:: Supplied records ::
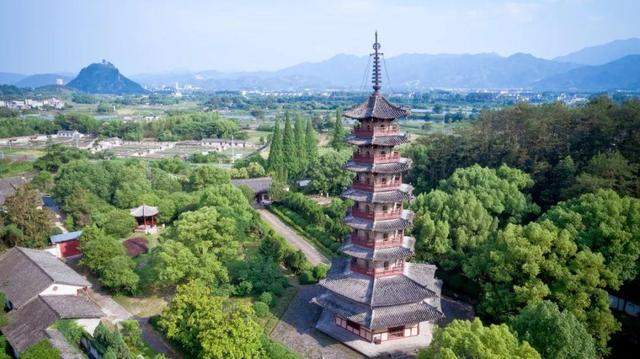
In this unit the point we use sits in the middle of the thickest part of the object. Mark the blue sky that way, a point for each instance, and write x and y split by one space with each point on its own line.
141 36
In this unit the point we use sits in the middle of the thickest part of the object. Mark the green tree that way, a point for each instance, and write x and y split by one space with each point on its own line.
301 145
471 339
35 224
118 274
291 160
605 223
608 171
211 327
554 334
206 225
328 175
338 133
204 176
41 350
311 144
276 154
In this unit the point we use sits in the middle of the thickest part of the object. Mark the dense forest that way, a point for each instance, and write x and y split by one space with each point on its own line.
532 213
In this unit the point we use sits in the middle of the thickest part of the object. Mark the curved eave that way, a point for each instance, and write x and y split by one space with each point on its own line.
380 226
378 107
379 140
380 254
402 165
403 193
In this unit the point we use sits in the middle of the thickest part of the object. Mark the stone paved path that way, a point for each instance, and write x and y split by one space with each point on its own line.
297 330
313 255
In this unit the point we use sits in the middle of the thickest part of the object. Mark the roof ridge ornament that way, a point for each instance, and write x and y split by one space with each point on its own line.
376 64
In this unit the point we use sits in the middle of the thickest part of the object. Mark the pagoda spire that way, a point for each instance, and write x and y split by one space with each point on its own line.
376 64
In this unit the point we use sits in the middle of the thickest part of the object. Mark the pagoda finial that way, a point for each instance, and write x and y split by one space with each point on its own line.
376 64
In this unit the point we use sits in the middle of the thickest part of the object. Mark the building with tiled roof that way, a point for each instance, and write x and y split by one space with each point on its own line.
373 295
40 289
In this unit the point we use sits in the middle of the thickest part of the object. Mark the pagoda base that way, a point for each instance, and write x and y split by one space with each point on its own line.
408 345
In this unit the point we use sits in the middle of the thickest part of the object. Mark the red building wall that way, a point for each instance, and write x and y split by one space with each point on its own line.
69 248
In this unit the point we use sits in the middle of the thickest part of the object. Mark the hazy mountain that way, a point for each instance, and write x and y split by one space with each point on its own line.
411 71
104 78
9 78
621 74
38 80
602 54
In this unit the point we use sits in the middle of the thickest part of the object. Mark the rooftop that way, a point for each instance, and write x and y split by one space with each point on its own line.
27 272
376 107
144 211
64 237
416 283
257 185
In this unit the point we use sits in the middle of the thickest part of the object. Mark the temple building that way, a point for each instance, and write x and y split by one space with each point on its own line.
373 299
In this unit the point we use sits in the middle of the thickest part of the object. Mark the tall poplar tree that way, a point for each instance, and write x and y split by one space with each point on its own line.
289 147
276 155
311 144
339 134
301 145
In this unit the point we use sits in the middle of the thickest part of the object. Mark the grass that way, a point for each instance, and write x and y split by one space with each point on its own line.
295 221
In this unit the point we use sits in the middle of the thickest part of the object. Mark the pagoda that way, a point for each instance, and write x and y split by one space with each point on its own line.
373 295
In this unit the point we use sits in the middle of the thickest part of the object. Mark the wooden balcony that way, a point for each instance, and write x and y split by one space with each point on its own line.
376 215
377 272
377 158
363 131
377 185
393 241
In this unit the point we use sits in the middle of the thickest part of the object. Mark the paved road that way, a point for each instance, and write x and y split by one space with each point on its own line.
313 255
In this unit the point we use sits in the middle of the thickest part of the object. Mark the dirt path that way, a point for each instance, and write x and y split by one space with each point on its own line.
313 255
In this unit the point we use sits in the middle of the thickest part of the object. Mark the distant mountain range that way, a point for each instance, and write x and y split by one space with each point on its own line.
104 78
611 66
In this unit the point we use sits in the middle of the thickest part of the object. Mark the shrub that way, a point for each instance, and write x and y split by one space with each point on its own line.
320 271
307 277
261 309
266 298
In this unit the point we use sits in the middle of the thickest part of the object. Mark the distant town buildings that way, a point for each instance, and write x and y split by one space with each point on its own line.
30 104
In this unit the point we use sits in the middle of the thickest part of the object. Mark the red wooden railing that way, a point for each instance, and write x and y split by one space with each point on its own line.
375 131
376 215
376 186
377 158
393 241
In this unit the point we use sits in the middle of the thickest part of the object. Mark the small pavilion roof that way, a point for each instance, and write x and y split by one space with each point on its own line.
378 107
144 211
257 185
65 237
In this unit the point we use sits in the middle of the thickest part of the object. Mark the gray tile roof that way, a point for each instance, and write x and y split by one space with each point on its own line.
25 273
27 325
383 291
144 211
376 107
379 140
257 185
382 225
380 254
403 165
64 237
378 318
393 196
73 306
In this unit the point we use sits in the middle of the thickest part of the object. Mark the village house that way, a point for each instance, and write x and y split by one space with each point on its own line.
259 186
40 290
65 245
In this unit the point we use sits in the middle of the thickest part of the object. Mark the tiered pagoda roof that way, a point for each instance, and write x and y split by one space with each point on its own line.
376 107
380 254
:::
:: Supplied records ::
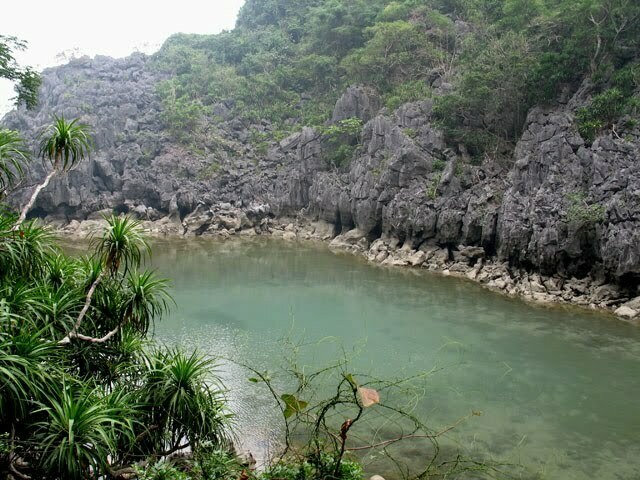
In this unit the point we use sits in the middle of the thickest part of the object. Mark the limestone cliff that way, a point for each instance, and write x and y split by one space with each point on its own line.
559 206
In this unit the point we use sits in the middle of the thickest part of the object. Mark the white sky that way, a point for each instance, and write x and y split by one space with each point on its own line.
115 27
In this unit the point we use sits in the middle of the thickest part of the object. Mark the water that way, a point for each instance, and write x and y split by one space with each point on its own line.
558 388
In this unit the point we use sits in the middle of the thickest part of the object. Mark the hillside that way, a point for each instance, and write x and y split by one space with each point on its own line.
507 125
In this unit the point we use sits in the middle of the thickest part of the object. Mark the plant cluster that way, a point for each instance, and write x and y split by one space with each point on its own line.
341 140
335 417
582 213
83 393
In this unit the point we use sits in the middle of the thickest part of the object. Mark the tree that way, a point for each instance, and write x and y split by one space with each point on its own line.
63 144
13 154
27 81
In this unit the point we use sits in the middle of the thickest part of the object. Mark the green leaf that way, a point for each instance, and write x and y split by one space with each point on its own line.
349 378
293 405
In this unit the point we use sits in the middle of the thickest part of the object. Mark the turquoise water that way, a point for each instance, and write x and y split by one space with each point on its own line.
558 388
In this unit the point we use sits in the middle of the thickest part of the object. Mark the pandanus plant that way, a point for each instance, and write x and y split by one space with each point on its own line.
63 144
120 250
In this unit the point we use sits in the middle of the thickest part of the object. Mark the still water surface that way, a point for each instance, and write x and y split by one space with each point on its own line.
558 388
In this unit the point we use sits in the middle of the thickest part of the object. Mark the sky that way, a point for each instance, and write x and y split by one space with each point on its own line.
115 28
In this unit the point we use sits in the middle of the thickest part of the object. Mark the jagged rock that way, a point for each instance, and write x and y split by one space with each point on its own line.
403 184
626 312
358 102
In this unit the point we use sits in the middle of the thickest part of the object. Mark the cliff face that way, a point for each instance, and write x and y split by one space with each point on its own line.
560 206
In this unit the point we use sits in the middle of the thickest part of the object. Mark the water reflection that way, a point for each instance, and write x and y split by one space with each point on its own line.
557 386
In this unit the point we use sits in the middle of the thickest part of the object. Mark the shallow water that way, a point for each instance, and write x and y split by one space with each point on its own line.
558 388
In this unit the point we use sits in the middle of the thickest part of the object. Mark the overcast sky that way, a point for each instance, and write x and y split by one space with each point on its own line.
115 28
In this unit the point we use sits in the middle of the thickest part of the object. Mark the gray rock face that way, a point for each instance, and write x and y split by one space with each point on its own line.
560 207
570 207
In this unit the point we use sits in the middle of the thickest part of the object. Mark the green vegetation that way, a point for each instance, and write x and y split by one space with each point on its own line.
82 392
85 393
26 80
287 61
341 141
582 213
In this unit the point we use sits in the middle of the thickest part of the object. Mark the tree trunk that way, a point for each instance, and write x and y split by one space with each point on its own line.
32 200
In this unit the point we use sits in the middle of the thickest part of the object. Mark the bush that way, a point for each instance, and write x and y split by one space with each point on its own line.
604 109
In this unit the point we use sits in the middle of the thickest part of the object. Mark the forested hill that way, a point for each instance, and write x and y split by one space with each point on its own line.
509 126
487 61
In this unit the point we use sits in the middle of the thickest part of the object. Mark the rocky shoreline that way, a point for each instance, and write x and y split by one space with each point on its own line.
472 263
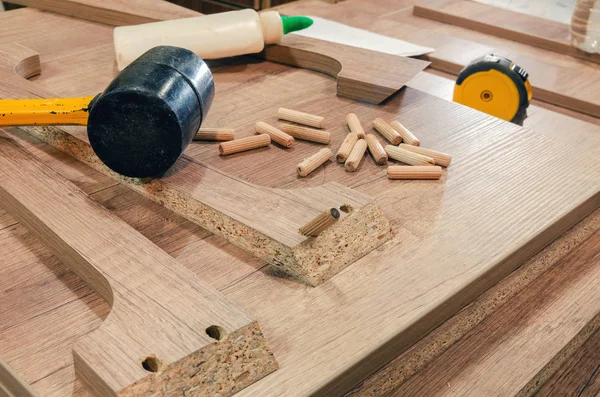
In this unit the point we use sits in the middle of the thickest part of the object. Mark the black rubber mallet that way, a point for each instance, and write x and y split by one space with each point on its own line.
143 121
:::
:: Supplied records ::
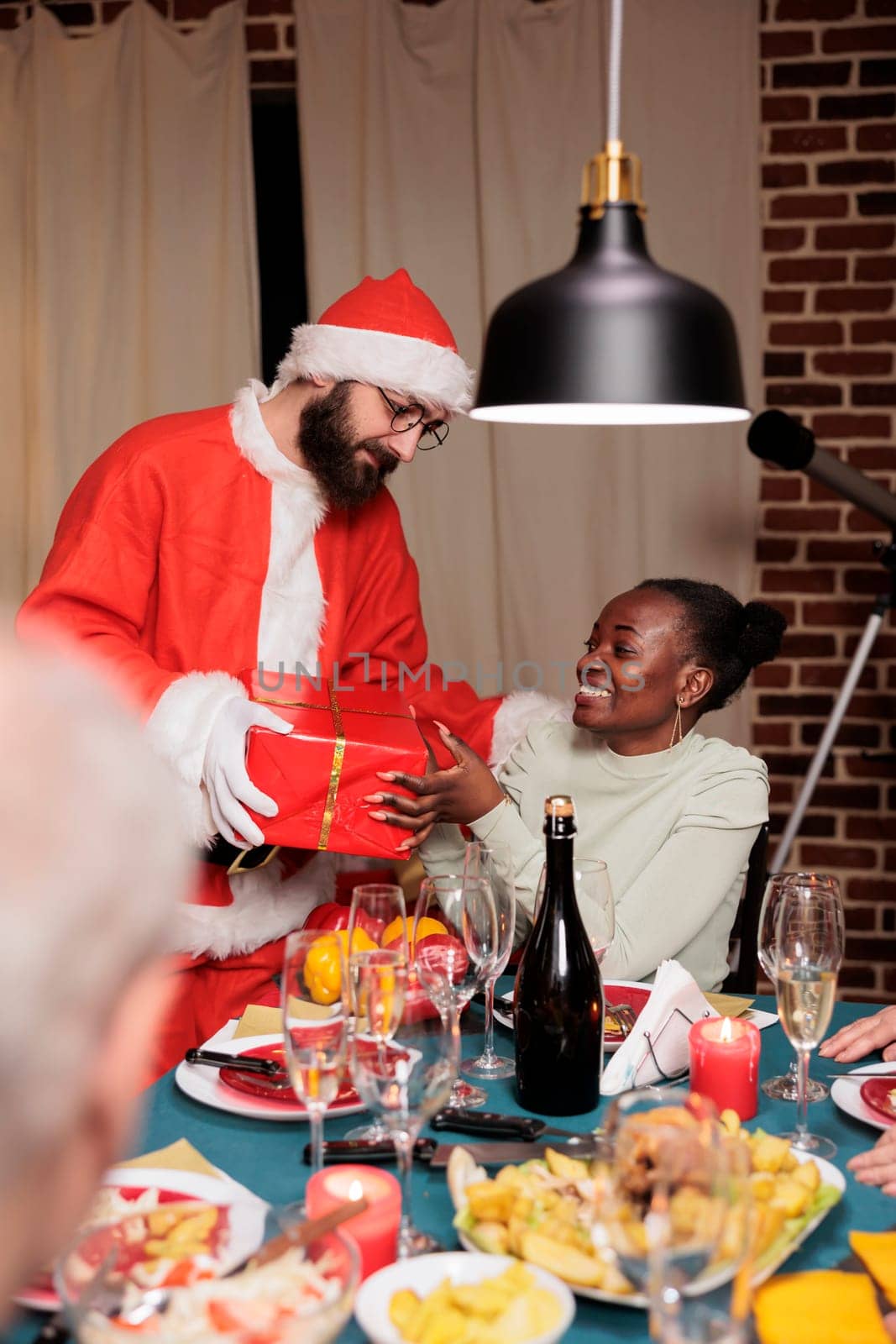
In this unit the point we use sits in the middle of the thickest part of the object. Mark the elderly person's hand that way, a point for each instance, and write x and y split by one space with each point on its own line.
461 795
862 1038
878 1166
:::
Task description: Please identify every line in the listing above that contains the word "gray", treating uppercase and lowercase as different, and copy each of those lines.

Output below:
In this unit the point we use sits in the middle of the thickest part of the object. Mark the gray tile roof that way, a point for each instance, and write x and y split by one space with each point on its own line.
In this unit the point we use sits in the middle of the thickest part of the object. Mark the gray rock face that way, a point for each instance, and write x and y split by one space with each point on its own line.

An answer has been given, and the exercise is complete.